Work task
Reproduce, please, only the lines from the first line below to the line containing "search: braided hair", inclusive.

Dataset extract
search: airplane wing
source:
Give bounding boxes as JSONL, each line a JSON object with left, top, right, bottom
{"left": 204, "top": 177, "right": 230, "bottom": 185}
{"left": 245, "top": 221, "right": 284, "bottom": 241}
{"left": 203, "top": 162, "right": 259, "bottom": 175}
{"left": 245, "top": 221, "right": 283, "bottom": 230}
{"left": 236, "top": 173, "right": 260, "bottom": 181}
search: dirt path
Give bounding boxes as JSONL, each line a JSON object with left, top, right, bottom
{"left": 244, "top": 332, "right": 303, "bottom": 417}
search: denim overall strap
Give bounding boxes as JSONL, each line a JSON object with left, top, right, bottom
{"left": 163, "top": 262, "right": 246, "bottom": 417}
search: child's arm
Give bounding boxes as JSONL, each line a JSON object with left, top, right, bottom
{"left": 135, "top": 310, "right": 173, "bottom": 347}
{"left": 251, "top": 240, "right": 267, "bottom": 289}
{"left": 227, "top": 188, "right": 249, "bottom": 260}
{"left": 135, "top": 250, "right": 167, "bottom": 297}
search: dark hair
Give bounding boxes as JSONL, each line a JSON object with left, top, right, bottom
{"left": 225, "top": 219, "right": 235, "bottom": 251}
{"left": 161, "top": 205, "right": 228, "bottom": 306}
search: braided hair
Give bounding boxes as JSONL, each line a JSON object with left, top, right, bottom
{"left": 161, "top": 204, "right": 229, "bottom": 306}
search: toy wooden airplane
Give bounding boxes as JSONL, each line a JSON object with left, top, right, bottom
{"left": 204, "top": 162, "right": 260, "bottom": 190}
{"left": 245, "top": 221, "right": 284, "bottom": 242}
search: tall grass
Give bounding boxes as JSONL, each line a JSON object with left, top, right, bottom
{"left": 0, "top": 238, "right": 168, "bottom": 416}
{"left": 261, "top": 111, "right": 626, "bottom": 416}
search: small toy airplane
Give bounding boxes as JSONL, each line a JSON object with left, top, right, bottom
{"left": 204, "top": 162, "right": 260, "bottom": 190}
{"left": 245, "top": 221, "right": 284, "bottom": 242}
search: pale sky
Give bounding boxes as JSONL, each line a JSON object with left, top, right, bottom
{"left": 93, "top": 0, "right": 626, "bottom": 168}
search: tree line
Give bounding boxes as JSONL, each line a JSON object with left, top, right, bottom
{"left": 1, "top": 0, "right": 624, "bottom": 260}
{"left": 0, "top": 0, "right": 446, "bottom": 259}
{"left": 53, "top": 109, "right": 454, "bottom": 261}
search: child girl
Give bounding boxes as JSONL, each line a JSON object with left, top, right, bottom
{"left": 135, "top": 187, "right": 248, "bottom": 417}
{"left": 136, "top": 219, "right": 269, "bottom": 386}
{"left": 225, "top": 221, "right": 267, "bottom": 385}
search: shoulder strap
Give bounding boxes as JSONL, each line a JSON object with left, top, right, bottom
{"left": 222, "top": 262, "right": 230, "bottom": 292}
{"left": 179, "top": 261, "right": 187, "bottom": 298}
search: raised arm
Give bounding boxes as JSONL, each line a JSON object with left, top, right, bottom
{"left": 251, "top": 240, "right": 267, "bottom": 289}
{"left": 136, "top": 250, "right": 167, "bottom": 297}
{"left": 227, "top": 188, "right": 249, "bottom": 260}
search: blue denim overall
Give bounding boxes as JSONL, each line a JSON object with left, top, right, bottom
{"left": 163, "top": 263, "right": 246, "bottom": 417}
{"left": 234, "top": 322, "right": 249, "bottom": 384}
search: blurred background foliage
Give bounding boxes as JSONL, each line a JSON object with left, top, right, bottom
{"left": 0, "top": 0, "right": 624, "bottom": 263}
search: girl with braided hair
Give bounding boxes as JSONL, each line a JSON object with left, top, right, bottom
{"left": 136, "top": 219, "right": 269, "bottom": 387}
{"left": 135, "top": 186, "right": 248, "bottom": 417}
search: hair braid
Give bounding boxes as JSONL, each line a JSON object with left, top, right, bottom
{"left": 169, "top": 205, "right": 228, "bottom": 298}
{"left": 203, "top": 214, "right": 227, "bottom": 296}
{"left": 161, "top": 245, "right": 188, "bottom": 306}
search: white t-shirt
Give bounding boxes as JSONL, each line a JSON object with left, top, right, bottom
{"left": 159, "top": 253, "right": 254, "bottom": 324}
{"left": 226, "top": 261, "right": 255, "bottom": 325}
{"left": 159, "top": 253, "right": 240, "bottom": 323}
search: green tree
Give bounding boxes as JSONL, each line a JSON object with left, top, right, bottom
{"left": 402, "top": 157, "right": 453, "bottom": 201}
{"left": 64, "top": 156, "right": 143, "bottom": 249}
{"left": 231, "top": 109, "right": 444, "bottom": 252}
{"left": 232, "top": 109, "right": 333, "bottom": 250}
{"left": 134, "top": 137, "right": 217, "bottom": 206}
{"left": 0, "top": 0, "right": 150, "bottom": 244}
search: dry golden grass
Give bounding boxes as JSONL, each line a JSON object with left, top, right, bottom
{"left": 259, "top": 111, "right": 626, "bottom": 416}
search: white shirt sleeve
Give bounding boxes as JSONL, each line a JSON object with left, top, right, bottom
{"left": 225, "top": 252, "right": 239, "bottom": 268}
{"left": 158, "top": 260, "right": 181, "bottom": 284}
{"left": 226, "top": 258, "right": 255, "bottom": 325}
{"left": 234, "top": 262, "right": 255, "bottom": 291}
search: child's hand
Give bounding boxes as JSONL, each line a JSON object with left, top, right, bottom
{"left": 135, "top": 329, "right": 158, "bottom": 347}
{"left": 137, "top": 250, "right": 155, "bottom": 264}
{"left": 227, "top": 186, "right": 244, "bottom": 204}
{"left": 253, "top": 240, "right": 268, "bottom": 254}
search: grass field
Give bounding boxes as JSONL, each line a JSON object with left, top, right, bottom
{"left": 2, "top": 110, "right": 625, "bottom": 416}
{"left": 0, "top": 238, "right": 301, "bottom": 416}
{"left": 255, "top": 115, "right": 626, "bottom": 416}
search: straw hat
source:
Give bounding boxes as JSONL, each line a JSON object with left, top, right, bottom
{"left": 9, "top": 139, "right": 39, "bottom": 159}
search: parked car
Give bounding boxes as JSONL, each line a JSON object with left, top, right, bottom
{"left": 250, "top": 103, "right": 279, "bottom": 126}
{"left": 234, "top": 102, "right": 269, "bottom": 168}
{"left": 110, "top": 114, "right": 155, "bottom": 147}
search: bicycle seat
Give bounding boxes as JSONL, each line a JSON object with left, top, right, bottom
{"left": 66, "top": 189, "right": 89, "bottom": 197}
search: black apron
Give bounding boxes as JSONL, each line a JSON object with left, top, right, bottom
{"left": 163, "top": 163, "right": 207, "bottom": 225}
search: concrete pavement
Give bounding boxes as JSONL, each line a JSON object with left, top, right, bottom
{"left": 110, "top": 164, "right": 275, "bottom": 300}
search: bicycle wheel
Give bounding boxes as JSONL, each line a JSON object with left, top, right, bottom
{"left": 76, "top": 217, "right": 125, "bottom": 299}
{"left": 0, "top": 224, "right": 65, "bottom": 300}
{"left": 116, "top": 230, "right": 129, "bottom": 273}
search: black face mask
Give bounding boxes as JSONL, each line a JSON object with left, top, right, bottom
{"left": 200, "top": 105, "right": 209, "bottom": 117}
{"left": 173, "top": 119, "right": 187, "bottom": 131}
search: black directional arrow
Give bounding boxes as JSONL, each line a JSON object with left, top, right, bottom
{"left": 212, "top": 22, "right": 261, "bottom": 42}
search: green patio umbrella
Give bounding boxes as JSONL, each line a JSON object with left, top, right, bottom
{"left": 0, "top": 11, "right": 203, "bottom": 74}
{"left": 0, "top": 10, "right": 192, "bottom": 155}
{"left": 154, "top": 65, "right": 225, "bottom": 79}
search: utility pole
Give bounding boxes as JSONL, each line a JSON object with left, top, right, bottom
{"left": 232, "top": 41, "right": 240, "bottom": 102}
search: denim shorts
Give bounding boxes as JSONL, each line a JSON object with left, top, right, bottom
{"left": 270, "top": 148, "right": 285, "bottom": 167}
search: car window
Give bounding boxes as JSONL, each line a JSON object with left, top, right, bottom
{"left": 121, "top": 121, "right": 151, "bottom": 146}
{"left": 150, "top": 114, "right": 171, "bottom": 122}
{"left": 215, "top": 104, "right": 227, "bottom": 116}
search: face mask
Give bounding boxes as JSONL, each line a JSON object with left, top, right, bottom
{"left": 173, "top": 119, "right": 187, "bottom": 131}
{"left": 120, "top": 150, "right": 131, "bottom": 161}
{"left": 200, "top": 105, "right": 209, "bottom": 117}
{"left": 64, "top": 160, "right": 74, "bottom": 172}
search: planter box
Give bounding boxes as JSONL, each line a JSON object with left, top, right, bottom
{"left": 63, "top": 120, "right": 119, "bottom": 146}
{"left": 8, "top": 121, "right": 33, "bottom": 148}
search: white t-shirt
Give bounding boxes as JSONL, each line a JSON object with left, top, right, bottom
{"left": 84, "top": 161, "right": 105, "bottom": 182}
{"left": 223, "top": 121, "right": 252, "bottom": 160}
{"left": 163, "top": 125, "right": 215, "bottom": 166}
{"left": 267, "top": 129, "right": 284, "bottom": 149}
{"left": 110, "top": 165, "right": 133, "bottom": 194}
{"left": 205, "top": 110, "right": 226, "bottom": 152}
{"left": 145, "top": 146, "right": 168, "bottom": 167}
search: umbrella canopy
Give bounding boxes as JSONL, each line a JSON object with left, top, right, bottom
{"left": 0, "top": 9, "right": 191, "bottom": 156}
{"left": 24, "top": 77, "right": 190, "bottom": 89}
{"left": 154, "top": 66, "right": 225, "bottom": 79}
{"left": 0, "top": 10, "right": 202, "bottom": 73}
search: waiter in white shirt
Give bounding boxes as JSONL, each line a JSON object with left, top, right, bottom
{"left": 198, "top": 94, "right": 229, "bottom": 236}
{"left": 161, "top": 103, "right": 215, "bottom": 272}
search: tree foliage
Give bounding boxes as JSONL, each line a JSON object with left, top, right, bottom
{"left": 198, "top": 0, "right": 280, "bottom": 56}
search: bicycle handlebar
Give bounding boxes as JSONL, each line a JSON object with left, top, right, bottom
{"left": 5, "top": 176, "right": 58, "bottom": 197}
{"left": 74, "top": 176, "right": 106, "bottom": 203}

Response box
search: airplane wing
source:
Give bounding boxes as JSONL, each line a JSON object with left, top, right, bottom
{"left": 204, "top": 177, "right": 230, "bottom": 185}
{"left": 245, "top": 221, "right": 284, "bottom": 241}
{"left": 203, "top": 162, "right": 259, "bottom": 175}
{"left": 245, "top": 221, "right": 283, "bottom": 230}
{"left": 236, "top": 173, "right": 260, "bottom": 181}
search: dirt path
Give bounding boxes as JSONL, each line a JSON object with left, top, right, bottom
{"left": 244, "top": 332, "right": 303, "bottom": 417}
search: denim overall strap
Give bounding boxes as JSONL, each line a JSON object with left, top, right, bottom
{"left": 163, "top": 262, "right": 246, "bottom": 417}
search: child's arm
Give bounding boxes as JSONL, each line a JSON object with left, top, right, bottom
{"left": 135, "top": 310, "right": 173, "bottom": 347}
{"left": 251, "top": 240, "right": 267, "bottom": 289}
{"left": 227, "top": 188, "right": 249, "bottom": 260}
{"left": 135, "top": 250, "right": 167, "bottom": 297}
search: dark hair
Give bounding boxes as JSONL, each line a JSON object with left, top, right, bottom
{"left": 225, "top": 219, "right": 235, "bottom": 251}
{"left": 161, "top": 205, "right": 228, "bottom": 306}
search: braided hair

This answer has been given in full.